Selected excerpt:
******************************
Turkey can beat the 'middle income trap:' economists

Economists say Turkey, with reforms, can achieve 4.7 percent growth required to grow per-capita incomes

Economists say Turkey, with reforms, can achieve 4.7 percent growth required to grow per-capita incomes

ANKARA - Economists agree that Turkey can emerge from the 'middle income trap,' with important structural reforms, by 2023.

"The challenge," writes Gokhan Yilmaz in a report for the central bank released in September 2014, "is for Turkey to achieve an average of  4.7 percent growth over the period." To achieve this, Yilmaz says, improving the Turkish education system will be critical.

"An education system that is consistent with the development path of the economy could yield both skilled and high capability human capital and innovative and competitive productive capacity to overcome the trap," Yilmaz said. 

But the way forward is challenging: "Economic stability, increased investment, an improved level of personal savings, improved quantity and quality of education, and increased high tech exports, are common features for countries that succeeded to be high income countries," Fatih Ozatay, head of The Economic Policy Research Foundation of Turkey said, speaking at a conference last week on the middle income trap.

- Why is per-capita income growth slow in Turkey?

 Turkish per-capita income has risen to about $10,000 in 2010, from $2,245 in 2000, according to government statistics. But that income growth compares unfavorably with other emerging markets that have avoided the 'trap," according to Yilmaz.  

South Korea, for example, saw per-capita income accelerate to close to $30,000 by 2010. Countries like South Korea have achieved what economists call "graduation" into the company of high-income countries. 

"Graduated countries could increase their per capita income levels progressively," Yilmaz explains. "Their average per capita income growth rates were higher than that of the U.S. On the contrary, Turkey’s per capita income path is similar to paths of the Middle Income Trap countries like Brazil, Malaysia, and Thailand." 

To be fair to Turkey, out of 101 middle-income trap economies, only 13 have managed to graduate since the 1960s, according to a report released by the World Bank on Dec. 15. Those countries were Equatorial Guinea, Greece, Hong Kong, Ireland, Israel, Japan, Mauritius, Portugal, Puerto Rico, the Republic of Korea, Singapore, Spain, and Taiwan.

Erinc Yeldan, from the economics department of Bilkent University said: "After 2000, Turkish economic growth relied mostly on speculation-driven capital inflows with intensive foreign debt accumulation.The downside of this type of development was a higher current account deficit, and relatively lower employment." Yeldan said that the transition to knowledge-intensive employment has been held back by this type of economic growth.  

According to Yeldan, Turkey is suffering from the dualistic growth path, rather than middle income trap. He gave example of share of construction and education sectors from the country's GDP.  "The education sector has been holding around 2 percent share of the country's gross domestic products since 2002 and construction sector over 8 percent over the same period," he said. 

- Actions to surpass the 'trap'

But there are actions underway to drive growth in a different way.

"Turkey has a plan, Vision 2023, to get the country to high-income status by the centenary of the modern Turkish Republic. Under this plan, Turkey will by 2023 more than double its gross domestic product to $2 trillion and triple exports to $500 billion annually. To achieve these goals under difficult economic circumstances, Vision 2023 establishes a roadmap," Finance Minister Mehmet Simsek wrote on Sept.20 in the Wall Street Journal.
******************************
Raw records:
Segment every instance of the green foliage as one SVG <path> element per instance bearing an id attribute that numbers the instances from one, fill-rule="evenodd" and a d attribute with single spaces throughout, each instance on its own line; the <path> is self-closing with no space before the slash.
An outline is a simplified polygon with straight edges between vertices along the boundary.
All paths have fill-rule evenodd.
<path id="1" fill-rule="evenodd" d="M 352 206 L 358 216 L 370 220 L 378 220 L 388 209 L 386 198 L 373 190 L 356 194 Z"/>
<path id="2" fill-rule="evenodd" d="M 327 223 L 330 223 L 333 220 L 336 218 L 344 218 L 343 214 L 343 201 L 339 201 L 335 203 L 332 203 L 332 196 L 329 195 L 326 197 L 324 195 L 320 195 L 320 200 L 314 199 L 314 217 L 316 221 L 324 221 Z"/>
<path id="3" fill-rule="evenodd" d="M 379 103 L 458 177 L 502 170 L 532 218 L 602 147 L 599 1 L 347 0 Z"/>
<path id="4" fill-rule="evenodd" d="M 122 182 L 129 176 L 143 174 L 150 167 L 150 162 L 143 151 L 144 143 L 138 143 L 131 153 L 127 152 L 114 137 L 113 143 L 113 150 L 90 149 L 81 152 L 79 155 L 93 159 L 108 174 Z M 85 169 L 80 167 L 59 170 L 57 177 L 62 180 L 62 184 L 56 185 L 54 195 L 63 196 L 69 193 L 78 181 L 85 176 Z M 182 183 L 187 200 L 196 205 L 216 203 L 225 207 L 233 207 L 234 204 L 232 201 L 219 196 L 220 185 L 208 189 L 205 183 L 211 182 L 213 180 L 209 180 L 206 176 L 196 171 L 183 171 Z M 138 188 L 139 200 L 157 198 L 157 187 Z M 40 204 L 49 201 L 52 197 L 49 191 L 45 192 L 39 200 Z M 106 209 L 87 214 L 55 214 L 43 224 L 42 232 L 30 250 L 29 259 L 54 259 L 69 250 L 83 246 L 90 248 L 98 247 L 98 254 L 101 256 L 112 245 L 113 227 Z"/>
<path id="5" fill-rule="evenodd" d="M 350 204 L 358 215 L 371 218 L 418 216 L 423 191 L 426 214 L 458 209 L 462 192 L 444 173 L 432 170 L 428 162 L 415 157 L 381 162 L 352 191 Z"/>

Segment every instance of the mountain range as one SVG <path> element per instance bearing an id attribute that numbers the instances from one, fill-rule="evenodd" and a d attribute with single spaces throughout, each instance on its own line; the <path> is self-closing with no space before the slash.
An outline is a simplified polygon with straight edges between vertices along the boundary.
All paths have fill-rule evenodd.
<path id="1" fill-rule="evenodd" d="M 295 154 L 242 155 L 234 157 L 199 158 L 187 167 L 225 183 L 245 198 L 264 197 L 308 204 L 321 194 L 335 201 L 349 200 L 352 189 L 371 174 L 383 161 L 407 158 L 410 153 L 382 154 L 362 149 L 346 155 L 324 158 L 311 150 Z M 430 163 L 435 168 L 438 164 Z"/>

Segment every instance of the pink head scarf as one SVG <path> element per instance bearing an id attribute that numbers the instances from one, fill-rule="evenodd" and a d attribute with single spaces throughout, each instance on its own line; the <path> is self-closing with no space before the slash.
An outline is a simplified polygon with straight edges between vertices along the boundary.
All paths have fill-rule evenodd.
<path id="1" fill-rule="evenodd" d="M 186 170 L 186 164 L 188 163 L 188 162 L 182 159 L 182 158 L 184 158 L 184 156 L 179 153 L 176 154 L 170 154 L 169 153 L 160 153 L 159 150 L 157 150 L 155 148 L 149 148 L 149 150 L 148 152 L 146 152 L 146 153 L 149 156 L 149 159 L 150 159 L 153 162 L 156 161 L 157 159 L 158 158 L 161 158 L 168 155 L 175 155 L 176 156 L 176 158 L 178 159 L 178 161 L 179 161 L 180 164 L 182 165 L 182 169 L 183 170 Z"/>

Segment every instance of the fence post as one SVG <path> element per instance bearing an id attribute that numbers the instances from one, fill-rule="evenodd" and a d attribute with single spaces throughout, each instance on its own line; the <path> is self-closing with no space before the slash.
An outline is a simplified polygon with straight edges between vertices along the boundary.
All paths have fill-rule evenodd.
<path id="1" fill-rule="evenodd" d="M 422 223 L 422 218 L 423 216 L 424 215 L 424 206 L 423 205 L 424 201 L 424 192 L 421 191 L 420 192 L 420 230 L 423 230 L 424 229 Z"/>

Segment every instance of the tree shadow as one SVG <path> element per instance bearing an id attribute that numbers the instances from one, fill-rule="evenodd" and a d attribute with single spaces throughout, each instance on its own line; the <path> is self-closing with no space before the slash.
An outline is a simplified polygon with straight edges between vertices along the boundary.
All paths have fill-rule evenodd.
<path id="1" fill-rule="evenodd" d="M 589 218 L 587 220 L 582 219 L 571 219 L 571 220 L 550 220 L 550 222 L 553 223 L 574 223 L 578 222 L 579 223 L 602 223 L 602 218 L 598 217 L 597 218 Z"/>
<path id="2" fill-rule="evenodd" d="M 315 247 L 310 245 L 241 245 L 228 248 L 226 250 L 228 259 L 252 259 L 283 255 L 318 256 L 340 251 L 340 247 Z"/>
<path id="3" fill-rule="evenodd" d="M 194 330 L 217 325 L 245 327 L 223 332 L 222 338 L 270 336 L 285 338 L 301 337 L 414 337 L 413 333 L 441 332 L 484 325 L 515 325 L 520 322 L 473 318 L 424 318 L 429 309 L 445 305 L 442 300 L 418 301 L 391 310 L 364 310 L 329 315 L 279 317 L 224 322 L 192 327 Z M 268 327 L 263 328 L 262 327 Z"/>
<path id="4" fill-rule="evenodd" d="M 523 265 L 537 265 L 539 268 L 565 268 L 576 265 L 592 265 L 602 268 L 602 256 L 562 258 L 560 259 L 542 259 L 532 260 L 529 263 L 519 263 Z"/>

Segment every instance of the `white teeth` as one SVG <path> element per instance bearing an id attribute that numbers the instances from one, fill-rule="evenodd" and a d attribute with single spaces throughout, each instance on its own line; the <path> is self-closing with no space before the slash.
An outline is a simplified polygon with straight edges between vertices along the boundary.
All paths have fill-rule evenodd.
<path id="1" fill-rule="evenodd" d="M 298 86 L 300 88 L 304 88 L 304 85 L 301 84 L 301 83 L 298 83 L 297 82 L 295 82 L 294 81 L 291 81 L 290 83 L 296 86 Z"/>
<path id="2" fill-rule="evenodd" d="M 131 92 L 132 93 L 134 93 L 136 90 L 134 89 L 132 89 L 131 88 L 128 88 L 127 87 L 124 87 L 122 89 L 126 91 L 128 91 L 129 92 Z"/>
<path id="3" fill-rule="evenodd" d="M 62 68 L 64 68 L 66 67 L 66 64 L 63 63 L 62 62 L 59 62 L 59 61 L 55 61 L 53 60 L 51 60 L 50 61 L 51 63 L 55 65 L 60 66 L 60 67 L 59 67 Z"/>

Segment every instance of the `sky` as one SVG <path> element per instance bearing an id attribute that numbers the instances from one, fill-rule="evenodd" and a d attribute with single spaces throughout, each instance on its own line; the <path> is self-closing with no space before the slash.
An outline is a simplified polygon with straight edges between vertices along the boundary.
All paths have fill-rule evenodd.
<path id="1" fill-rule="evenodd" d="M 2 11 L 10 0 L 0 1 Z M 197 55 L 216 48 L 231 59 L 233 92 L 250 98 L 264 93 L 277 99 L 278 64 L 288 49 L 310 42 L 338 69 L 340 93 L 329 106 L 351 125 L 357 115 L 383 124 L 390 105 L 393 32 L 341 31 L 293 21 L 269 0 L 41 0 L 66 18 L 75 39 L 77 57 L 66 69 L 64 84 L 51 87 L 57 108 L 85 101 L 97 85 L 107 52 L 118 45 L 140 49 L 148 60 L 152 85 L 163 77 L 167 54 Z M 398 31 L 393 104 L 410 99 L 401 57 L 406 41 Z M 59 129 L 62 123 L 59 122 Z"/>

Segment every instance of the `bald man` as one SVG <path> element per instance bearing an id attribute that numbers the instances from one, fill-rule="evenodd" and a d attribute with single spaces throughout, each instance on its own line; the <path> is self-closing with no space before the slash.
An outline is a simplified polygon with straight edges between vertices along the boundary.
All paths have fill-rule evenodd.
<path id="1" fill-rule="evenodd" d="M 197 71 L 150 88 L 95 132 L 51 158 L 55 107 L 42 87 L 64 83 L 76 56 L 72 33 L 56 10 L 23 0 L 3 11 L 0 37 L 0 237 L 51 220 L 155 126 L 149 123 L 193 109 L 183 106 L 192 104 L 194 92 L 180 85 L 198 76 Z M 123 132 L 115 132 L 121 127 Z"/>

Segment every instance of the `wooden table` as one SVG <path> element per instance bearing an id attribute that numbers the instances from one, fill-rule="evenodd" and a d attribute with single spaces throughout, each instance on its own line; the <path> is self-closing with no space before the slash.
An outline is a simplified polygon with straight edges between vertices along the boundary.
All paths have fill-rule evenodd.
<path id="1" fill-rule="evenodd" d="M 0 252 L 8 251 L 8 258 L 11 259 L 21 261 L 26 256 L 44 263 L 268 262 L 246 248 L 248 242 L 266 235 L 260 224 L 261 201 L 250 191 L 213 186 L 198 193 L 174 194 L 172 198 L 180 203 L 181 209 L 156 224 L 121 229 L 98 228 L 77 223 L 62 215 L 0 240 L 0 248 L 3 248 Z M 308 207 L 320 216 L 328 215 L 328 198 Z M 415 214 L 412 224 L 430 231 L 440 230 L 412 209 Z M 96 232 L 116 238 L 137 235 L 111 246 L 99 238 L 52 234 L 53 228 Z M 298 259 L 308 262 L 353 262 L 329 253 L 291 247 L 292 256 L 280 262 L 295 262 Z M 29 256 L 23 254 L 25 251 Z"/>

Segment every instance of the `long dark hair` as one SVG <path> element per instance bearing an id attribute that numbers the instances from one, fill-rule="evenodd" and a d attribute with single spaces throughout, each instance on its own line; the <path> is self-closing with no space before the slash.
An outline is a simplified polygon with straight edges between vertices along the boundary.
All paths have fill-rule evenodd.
******************************
Required actions:
A – From the article on Turkey and the middle income trap, extract verbatim the passage that opens with the words containing "Erinc Yeldan, from" and closes with "of economic growth.".
B – In the article on Turkey and the middle income trap, according to the World Bank report released on Dec. 15, how many of the 101 middle-income trap economies have graduated since the 1960s?

Per-task answers:
A –
Erinc Yeldan, from the economics department of Bilkent University said: "After 2000, Turkish economic growth relied mostly on speculation-driven capital inflows with intensive foreign debt accumulation.The downside of this type of development was a higher current account deficit, and relatively lower employment." Yeldan said that the transition to knowledge-intensive employment has been held back by this type of economic growth.

B – Only 13 of the 101 middle-income trap economies have graduated since the 1960s.